Exercise details: Write the data out again, word for word.

Source data:
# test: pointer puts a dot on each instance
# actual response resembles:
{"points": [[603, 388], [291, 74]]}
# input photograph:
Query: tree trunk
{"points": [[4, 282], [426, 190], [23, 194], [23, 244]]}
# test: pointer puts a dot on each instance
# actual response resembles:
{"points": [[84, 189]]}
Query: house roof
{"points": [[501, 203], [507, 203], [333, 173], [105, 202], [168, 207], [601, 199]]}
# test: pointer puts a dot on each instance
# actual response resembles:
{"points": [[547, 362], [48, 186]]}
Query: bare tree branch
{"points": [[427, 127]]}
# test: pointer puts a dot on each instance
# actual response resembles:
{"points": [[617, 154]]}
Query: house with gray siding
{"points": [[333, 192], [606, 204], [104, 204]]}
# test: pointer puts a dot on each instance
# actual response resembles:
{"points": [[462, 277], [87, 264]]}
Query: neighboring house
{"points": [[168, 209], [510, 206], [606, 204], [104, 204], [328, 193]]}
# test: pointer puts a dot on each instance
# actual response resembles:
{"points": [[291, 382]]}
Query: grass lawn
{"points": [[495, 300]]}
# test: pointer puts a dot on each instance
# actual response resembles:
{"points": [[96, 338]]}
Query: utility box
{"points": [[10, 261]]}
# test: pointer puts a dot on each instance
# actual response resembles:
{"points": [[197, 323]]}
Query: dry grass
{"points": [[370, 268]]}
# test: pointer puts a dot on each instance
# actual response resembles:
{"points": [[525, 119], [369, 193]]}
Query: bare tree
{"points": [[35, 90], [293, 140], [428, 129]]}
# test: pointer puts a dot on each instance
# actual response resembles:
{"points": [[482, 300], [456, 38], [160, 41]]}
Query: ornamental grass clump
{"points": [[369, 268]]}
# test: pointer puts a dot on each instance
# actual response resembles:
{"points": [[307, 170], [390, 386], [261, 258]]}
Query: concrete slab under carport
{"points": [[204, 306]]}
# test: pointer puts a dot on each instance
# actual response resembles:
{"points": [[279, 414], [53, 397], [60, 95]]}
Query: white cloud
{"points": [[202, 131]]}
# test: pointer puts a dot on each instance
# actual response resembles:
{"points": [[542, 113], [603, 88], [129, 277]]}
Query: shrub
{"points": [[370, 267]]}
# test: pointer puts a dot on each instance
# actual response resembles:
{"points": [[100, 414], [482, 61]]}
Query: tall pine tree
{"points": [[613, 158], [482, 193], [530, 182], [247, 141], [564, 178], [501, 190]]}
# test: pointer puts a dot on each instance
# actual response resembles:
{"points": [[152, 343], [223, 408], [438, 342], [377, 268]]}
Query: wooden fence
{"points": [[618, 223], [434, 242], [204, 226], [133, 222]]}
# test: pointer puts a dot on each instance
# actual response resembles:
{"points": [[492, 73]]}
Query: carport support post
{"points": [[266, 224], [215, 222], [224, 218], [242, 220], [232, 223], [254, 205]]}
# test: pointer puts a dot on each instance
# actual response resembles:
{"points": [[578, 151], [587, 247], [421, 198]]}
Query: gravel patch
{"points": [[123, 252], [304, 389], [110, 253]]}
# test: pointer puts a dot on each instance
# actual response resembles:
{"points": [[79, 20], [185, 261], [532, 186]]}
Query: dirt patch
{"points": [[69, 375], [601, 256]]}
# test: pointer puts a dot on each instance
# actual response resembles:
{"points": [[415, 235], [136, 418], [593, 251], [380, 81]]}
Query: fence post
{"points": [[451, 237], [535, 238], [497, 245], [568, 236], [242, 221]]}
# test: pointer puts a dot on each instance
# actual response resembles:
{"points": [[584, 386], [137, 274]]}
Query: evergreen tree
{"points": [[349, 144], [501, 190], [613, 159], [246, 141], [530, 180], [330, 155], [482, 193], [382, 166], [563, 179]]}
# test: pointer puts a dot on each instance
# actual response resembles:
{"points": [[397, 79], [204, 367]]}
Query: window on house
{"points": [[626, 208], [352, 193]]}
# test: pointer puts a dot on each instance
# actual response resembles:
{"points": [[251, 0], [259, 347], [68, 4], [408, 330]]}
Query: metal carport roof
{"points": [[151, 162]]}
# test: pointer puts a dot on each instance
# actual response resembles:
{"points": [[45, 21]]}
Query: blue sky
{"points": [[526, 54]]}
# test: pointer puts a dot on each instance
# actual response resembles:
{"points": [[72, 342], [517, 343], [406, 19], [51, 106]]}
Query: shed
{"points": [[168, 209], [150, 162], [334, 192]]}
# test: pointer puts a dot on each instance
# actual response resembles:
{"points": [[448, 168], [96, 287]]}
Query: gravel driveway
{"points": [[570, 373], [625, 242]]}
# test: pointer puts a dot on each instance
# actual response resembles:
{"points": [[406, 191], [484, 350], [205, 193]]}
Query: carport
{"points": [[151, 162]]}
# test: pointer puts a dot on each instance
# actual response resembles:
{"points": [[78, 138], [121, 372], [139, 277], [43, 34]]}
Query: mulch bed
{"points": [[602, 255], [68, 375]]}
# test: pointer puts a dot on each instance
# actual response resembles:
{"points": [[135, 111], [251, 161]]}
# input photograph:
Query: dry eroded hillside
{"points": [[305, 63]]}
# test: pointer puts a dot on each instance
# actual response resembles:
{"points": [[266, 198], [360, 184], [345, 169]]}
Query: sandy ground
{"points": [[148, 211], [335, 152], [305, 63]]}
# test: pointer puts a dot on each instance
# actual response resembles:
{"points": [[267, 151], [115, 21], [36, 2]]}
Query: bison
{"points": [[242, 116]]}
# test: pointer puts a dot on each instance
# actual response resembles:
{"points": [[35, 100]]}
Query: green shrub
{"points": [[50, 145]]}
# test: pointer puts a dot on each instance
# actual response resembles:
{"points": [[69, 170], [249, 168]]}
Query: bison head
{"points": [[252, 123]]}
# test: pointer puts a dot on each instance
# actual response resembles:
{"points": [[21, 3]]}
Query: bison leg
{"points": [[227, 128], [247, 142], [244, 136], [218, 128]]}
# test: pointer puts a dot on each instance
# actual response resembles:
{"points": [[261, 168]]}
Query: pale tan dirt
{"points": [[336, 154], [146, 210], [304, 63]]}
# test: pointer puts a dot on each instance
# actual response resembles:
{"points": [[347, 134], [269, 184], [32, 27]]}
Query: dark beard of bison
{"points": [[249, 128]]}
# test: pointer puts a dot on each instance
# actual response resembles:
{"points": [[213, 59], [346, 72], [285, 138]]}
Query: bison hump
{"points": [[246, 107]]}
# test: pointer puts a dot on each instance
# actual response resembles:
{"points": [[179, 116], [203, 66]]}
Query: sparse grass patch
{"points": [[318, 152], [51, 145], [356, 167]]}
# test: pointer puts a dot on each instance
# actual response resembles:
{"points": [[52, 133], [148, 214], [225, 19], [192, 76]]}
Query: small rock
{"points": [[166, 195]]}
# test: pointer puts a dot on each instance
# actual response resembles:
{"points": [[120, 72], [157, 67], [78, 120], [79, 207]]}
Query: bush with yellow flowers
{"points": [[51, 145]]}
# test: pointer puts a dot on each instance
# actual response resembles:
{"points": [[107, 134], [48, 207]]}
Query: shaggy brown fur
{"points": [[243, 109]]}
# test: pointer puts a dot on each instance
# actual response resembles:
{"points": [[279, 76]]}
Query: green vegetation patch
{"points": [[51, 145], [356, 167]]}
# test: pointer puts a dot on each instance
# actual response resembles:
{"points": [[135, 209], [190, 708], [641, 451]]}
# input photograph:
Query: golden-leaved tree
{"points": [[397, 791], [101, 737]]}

Written response:
# test: pointer puts a dot on each instance
# actual response resembles:
{"points": [[603, 388], [291, 74]]}
# input photograph:
Query: tree trunk
{"points": [[4, 282], [426, 190], [23, 194], [23, 244]]}
# test: pointer puts a dot on each instance
# actual response resembles:
{"points": [[84, 189]]}
Query: house roof
{"points": [[501, 203], [507, 203], [333, 173], [105, 202], [168, 207], [601, 199]]}
# test: pointer puts a dot on each instance
# actual response resembles:
{"points": [[547, 362], [48, 186]]}
Query: bare tree branch
{"points": [[427, 127]]}
# test: pointer puts a dot on each instance
# actual response resembles:
{"points": [[617, 154]]}
Query: house with gray siding
{"points": [[333, 192], [606, 204], [104, 204]]}
# test: pointer puts a dot on each instance
# actual response resembles:
{"points": [[462, 277], [87, 264]]}
Query: neighboring house
{"points": [[168, 209], [510, 206], [606, 204], [104, 204], [328, 193]]}
# test: pointer puts a dot on each instance
# actual response resembles:
{"points": [[291, 382]]}
Query: grass lawn
{"points": [[495, 300]]}
# test: pointer puts a dot on each instance
# actual response resembles:
{"points": [[96, 338]]}
Query: utility box
{"points": [[10, 261]]}
# test: pointer puts a dot on each instance
# actual response resembles:
{"points": [[197, 323]]}
Query: dry grass
{"points": [[370, 268]]}
# test: pointer puts a dot on each instance
# actual response resembles:
{"points": [[525, 119], [369, 193]]}
Query: bare tree
{"points": [[35, 90], [293, 140], [428, 129]]}
# test: pointer puts a dot on each instance
# actual response resembles:
{"points": [[482, 300], [456, 38], [160, 41]]}
Query: ornamental grass clump
{"points": [[369, 268]]}
# test: pointer puts a dot on each instance
# actual response resembles:
{"points": [[307, 170], [390, 386], [261, 258]]}
Query: concrete slab under carport
{"points": [[204, 306]]}
# test: pointer puts a dot on each instance
# actual response resembles:
{"points": [[279, 414], [53, 397], [60, 95]]}
Query: white cloud
{"points": [[202, 131]]}
# test: pointer puts a dot on each instance
# actual response resembles:
{"points": [[542, 113], [603, 88], [129, 277]]}
Query: shrub
{"points": [[370, 267]]}
# test: pointer puts a dot on each instance
# actual response resembles:
{"points": [[100, 414], [482, 61]]}
Query: tall pine tree
{"points": [[613, 158], [482, 193], [530, 182], [247, 141], [564, 178], [501, 190]]}
# test: pointer puts a dot on each instance
# actual response resembles:
{"points": [[152, 343], [223, 408], [438, 342], [377, 268]]}
Query: wooden fence
{"points": [[618, 223], [434, 242], [204, 226], [133, 222]]}
# test: pointer puts a dot on each instance
# actual response resembles:
{"points": [[492, 73]]}
Query: carport support post
{"points": [[266, 224], [215, 222], [224, 218], [242, 220], [232, 223], [254, 205]]}
# test: pointer puts a dot on each instance
# actual response resembles:
{"points": [[578, 151], [587, 247], [421, 198]]}
Query: gravel patch
{"points": [[123, 252], [304, 389], [110, 253]]}
# test: pointer puts a dot on each instance
# actual response resembles:
{"points": [[79, 20], [185, 261], [532, 186]]}
Query: dirt patch
{"points": [[69, 375], [601, 256]]}
# test: pointer puts a dot on each instance
# actual response resembles:
{"points": [[415, 235], [136, 418], [593, 251], [380, 81]]}
Query: fence post
{"points": [[451, 237], [535, 238], [497, 245], [568, 236], [242, 221]]}
# test: pointer puts a dot on each instance
# actual response resembles:
{"points": [[584, 386], [137, 274]]}
Query: evergreen tree
{"points": [[349, 144], [501, 190], [613, 159], [246, 141], [530, 180], [330, 155], [482, 193], [382, 166], [563, 179]]}
# test: pointer puts a dot on each instance
# actual response resembles:
{"points": [[397, 79], [204, 367]]}
Query: window on house
{"points": [[626, 208], [352, 193]]}
# test: pointer puts a dot on each instance
# actual response resembles:
{"points": [[251, 0], [259, 347], [68, 4], [408, 330]]}
Query: metal carport roof
{"points": [[151, 162]]}
# test: pointer puts a dot on each instance
# actual response resembles:
{"points": [[45, 21]]}
Query: blue sky
{"points": [[526, 54]]}
# test: pointer puts a dot on each instance
# actual response resembles:
{"points": [[72, 342], [517, 343], [406, 19], [51, 106]]}
Query: shed
{"points": [[168, 209], [150, 162], [334, 192]]}
# test: pointer puts a dot on each instance
# actual response resembles:
{"points": [[448, 168], [96, 287]]}
Query: gravel driveway
{"points": [[570, 373], [625, 242]]}
# test: pointer puts a dot on each instance
# actual response resembles:
{"points": [[406, 191], [484, 350], [205, 193]]}
Query: carport
{"points": [[151, 162]]}
# test: pointer puts a dot on each instance
# actual response resembles:
{"points": [[78, 138], [121, 372], [139, 277], [43, 34]]}
Query: mulch bed
{"points": [[602, 255], [68, 375]]}
# test: pointer puts a dot on each instance
# actual response resembles:
{"points": [[135, 111], [251, 161]]}
# input photograph:
Query: dry eroded hillside
{"points": [[305, 63]]}
# test: pointer puts a dot on each instance
# actual response resembles:
{"points": [[266, 198], [360, 184], [345, 169]]}
Query: sandy ground
{"points": [[148, 211], [335, 152], [305, 63]]}
# test: pointer puts a dot on each instance
# actual response resembles:
{"points": [[267, 151], [115, 21], [36, 2]]}
Query: bison
{"points": [[242, 116]]}
# test: pointer puts a dot on each instance
# actual response resembles:
{"points": [[35, 100]]}
Query: green shrub
{"points": [[50, 145]]}
# test: pointer puts a dot on each instance
# actual response resembles:
{"points": [[69, 170], [249, 168]]}
Query: bison head
{"points": [[252, 123]]}
# test: pointer puts a dot on each instance
# actual response resembles:
{"points": [[21, 3]]}
Query: bison leg
{"points": [[227, 128], [247, 142], [244, 136], [218, 128]]}
# test: pointer puts a dot on each instance
# actual response resembles:
{"points": [[261, 168]]}
Query: pale tan dirt
{"points": [[336, 154], [146, 210], [304, 63]]}
# test: pointer puts a dot on each instance
# actual response resembles:
{"points": [[347, 134], [269, 184], [32, 27]]}
Query: dark beard of bison
{"points": [[249, 128]]}
# test: pointer puts a dot on each instance
# actual response resembles:
{"points": [[213, 59], [346, 72], [285, 138]]}
Query: bison hump
{"points": [[246, 107]]}
# test: pointer puts a dot on each instance
# actual response resembles:
{"points": [[179, 116], [203, 66]]}
Query: sparse grass patch
{"points": [[318, 152], [51, 145], [356, 167]]}
# test: pointer puts a dot on each instance
# actual response resembles:
{"points": [[52, 133], [148, 214], [225, 19], [192, 76]]}
Query: small rock
{"points": [[166, 195]]}
# test: pointer puts a dot on each instance
# actual response resembles:
{"points": [[120, 72], [157, 67], [78, 120], [79, 207]]}
Query: bush with yellow flowers
{"points": [[51, 145]]}
# test: pointer puts a dot on each instance
# actual response resembles:
{"points": [[107, 134], [48, 207]]}
Query: shaggy brown fur
{"points": [[243, 109]]}
# test: pointer puts a dot on each instance
# actual response resembles:
{"points": [[279, 76]]}
Query: green vegetation patch
{"points": [[51, 145], [356, 167]]}
# test: pointer puts a dot on each instance
# actual response resembles:
{"points": [[135, 209], [190, 708], [641, 451]]}
# input photograph:
Query: golden-leaved tree
{"points": [[397, 791], [101, 737]]}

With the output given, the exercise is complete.